**Objective**
Count the lines in the rows below that contain the string "Target" and reply with only that number.

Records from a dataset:
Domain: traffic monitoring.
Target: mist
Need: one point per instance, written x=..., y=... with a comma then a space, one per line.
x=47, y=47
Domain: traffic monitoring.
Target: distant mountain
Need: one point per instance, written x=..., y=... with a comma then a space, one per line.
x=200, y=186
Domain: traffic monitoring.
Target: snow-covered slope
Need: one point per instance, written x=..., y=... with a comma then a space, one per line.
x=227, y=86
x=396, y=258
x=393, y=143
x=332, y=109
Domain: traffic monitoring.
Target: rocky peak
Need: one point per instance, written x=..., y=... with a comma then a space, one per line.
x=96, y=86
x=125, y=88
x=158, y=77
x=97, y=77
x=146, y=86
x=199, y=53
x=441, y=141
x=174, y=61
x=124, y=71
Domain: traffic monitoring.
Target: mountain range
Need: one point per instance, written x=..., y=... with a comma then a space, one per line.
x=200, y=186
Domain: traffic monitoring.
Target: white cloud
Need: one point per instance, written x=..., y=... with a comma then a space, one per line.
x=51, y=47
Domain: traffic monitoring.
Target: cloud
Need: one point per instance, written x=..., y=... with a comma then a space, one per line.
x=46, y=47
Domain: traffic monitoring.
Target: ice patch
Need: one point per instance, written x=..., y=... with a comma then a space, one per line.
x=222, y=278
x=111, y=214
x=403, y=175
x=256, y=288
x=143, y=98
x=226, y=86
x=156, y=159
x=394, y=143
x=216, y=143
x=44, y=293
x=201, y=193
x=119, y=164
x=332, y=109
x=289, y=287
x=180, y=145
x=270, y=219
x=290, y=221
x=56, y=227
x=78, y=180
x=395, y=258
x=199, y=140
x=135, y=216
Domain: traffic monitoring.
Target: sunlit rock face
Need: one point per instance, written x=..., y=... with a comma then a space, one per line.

**Solution for this problem**
9